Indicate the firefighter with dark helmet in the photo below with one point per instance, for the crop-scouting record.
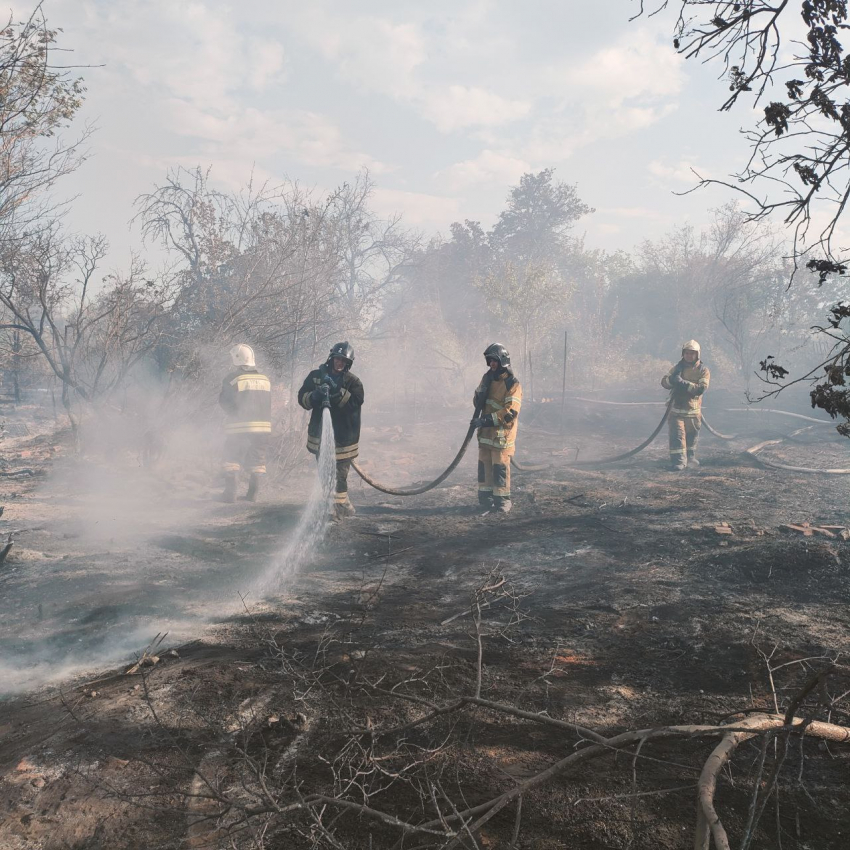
(687, 382)
(344, 391)
(497, 403)
(245, 398)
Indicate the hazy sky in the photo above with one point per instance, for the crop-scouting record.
(447, 103)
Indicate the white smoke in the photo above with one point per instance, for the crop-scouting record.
(313, 523)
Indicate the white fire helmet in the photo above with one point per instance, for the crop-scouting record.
(242, 355)
(691, 345)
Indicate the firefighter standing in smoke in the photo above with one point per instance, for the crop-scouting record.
(246, 399)
(497, 427)
(688, 381)
(345, 395)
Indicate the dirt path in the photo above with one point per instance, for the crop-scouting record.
(650, 615)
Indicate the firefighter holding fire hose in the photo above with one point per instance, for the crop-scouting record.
(497, 403)
(333, 385)
(687, 382)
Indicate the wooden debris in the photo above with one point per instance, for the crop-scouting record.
(809, 530)
(147, 659)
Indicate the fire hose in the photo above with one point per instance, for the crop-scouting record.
(752, 451)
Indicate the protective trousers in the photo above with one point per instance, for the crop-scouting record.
(341, 494)
(494, 475)
(246, 451)
(684, 433)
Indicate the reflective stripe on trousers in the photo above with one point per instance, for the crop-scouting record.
(684, 433)
(494, 471)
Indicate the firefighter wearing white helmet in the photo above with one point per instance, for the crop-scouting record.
(246, 400)
(687, 382)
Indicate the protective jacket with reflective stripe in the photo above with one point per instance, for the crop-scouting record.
(504, 399)
(345, 411)
(246, 399)
(687, 401)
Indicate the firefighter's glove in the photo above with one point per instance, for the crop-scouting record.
(486, 421)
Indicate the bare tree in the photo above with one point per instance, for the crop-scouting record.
(89, 340)
(799, 157)
(38, 98)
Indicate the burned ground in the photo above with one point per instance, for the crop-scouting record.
(637, 613)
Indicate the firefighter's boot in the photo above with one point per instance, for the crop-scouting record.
(254, 487)
(229, 493)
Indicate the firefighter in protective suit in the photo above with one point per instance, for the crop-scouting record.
(344, 391)
(246, 400)
(501, 396)
(687, 381)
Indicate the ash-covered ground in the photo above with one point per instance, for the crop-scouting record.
(634, 611)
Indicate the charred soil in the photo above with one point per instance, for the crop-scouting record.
(633, 598)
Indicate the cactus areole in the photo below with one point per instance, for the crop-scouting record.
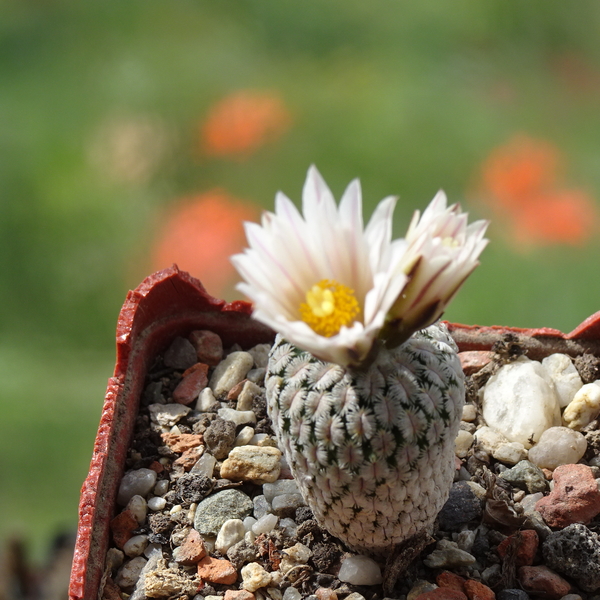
(364, 385)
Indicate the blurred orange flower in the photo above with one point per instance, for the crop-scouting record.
(521, 183)
(199, 234)
(242, 122)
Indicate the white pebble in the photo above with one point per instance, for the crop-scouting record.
(206, 400)
(244, 436)
(135, 545)
(129, 573)
(156, 503)
(231, 532)
(205, 465)
(360, 570)
(239, 417)
(519, 401)
(168, 415)
(264, 524)
(558, 446)
(566, 379)
(510, 453)
(135, 483)
(254, 577)
(462, 443)
(292, 593)
(139, 507)
(161, 487)
(469, 413)
(584, 407)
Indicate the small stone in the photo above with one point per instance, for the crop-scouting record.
(122, 527)
(360, 570)
(213, 511)
(574, 499)
(265, 524)
(247, 395)
(129, 573)
(156, 503)
(239, 417)
(192, 550)
(563, 373)
(419, 587)
(207, 401)
(261, 506)
(168, 415)
(489, 439)
(230, 371)
(448, 556)
(476, 590)
(208, 347)
(542, 581)
(239, 595)
(575, 552)
(442, 594)
(512, 594)
(558, 446)
(205, 465)
(281, 486)
(217, 570)
(135, 483)
(519, 401)
(138, 506)
(461, 507)
(584, 408)
(524, 545)
(231, 532)
(469, 413)
(252, 463)
(219, 437)
(285, 505)
(180, 354)
(189, 388)
(447, 579)
(462, 443)
(472, 361)
(510, 453)
(526, 476)
(135, 545)
(244, 436)
(254, 577)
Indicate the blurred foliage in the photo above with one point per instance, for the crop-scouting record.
(101, 106)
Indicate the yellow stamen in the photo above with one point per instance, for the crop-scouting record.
(329, 306)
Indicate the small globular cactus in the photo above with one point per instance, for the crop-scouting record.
(364, 385)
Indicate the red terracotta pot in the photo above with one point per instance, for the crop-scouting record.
(171, 303)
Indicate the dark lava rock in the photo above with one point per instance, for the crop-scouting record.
(461, 507)
(512, 595)
(193, 488)
(220, 437)
(575, 552)
(181, 354)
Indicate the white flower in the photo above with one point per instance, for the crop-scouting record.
(320, 279)
(442, 252)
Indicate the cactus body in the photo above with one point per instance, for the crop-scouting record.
(372, 450)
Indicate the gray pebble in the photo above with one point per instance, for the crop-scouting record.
(213, 511)
(575, 552)
(230, 372)
(135, 483)
(527, 476)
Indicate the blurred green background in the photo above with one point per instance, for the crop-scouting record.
(105, 114)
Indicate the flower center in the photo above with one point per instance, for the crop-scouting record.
(329, 306)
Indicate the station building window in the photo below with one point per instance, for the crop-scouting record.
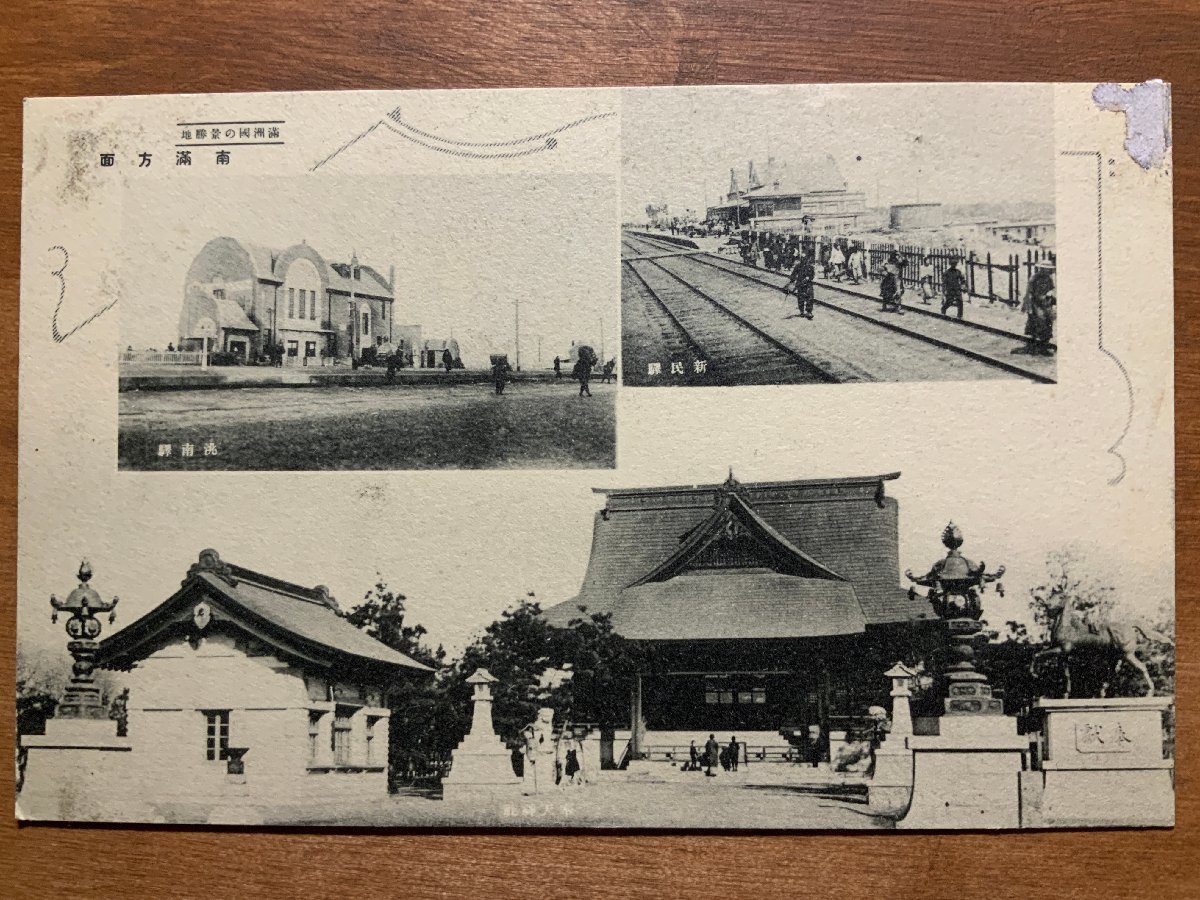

□ □ □ □ □ □ □

#### Problem description:
Retype the entries word for word. Omit any images.

#### Answer to this exercise:
Indicate the firefighter with dark helmet in the photo below with one point per instance, for the crop-scouting record.
(687, 382)
(344, 391)
(497, 403)
(245, 398)
Indicate the hazy sky in the photo above with one point per instance, for the crop-scouting record.
(447, 103)
Indicate the white smoke in the photo above with one point per instance, for the crop-scouting record.
(313, 523)
Indicate the white fire helmet in the photo above with one point per instance, for the crop-scouting record.
(242, 355)
(691, 345)
Indicate the firefighter standing in smoke in the photo above with one point per instance, for the crop-scouting record.
(246, 399)
(497, 427)
(688, 381)
(345, 395)
Indicate the dirt path in the photo above with one point per instance, for the crop-scouting record.
(650, 615)
Indicate the firefighter holding fire hose in the photo above with one point per instance, for the crop-scouting record.
(497, 403)
(333, 385)
(687, 382)
Indicate the wooden debris in the photo above with one point per instance, for the crop-scouting record.
(809, 530)
(147, 659)
Indicate the fire hose in the photo above with one point per instance, for the crop-scouting record.
(752, 451)
Indicate the protective trousers in the photo above with one point per instance, for the crop-scouting record.
(341, 494)
(494, 475)
(246, 451)
(684, 433)
Indicate the reflective stripe on trousers in the photo above with one point per instance, for the crop-scouting record.
(684, 433)
(494, 471)
Indicate the firefighter wearing white helmet in the photo above with one point per instance, for the crop-scouting record.
(246, 400)
(687, 382)
Indicate the protective jacket with reflective stripe in the photo above with one point per instance, for the crop-scouting record.
(504, 399)
(345, 411)
(246, 399)
(687, 401)
Indicate the firefighter's glove in the photo above with one point per instance, for the crop-scouting record.
(486, 421)
Indicate the bare tree in the photo above with one point per instance, for the crop-scouting record.
(89, 340)
(799, 157)
(38, 98)
Indicate the burned ground in the photo above with one point per instance, for the crop-scouting record.
(637, 613)
Indicate the firefighter's boot in the photo above with one point per instance, for the crop-scouting record.
(254, 487)
(229, 493)
Indicate the firefighter in protective suit in the photo above with one point per instance, for the crop-scouting record.
(344, 391)
(246, 400)
(501, 396)
(687, 381)
Indicate the ash-covered ground in the photo above with one point per instance, for the crop-scouting record.
(634, 611)
Indicate the charred soil in the photo above with one point per instance, for the crop-scouting record.
(633, 598)
Indicate the cactus areole in the photo below with one point per instance, for the crop-scouting record.
(364, 385)
Indicate the blurred orange flower in the photo above with one point per instance, for the crop-scouting record.
(521, 183)
(199, 234)
(242, 122)
Indicate the white pebble in the photo above with one point per instance, for the crop-scouting record.
(206, 400)
(244, 436)
(135, 545)
(129, 573)
(156, 503)
(231, 532)
(205, 465)
(360, 570)
(239, 417)
(519, 401)
(168, 415)
(264, 524)
(558, 446)
(566, 379)
(510, 453)
(135, 483)
(254, 577)
(462, 443)
(292, 593)
(139, 507)
(161, 487)
(469, 413)
(584, 407)
Indicate the small stone in the photo above with one point per instance, for the crop-scouting record.
(122, 527)
(360, 570)
(213, 511)
(574, 499)
(265, 524)
(247, 395)
(129, 573)
(156, 503)
(239, 417)
(192, 550)
(563, 373)
(419, 587)
(207, 401)
(261, 506)
(168, 415)
(489, 439)
(230, 371)
(448, 556)
(476, 590)
(208, 347)
(542, 581)
(239, 595)
(575, 552)
(442, 594)
(512, 594)
(558, 446)
(205, 465)
(281, 486)
(217, 570)
(135, 483)
(519, 401)
(138, 506)
(461, 507)
(584, 408)
(524, 545)
(231, 532)
(469, 413)
(252, 463)
(219, 437)
(285, 505)
(180, 354)
(189, 388)
(447, 579)
(462, 443)
(472, 361)
(510, 453)
(526, 476)
(135, 545)
(244, 436)
(254, 577)
Indicate the blurred foliage in the photo above with one point per instance, for the crop-scouting record.
(101, 106)
Indicate the yellow stamen in the photo above with one point per instance, for the crop-scouting record.
(329, 306)
Indicate the small globular cactus in the photo above with one point per instance, for the crop-scouting record.
(364, 385)
Indicate the red terracotta pot in the photo above with one point per instance, for the crop-scouting record.
(171, 303)
Indicate the dark lava rock in the photo above with one point per instance, for the crop-scouting record.
(461, 507)
(512, 595)
(193, 488)
(220, 437)
(575, 552)
(181, 354)
Indicate the white flower in the photo above with one point per instance, for the crop-scouting record.
(320, 279)
(442, 252)
Indicate the cactus body in the photo above with one point per instance, for the crop-scouting record.
(372, 450)
Indicate the gray pebble in the photo above with one point per instance, for the crop-scouting record.
(213, 511)
(575, 552)
(230, 372)
(135, 483)
(527, 476)
Indicate the blurred green background in the photo above with one point per instance, for the crop-scouting record.
(105, 114)
Indicate the flower center in the photo above with one point per instance, for the crop-scouting record.
(329, 306)
Indicate the station building window in the photo below with one point per instance, for the crop-scouting record.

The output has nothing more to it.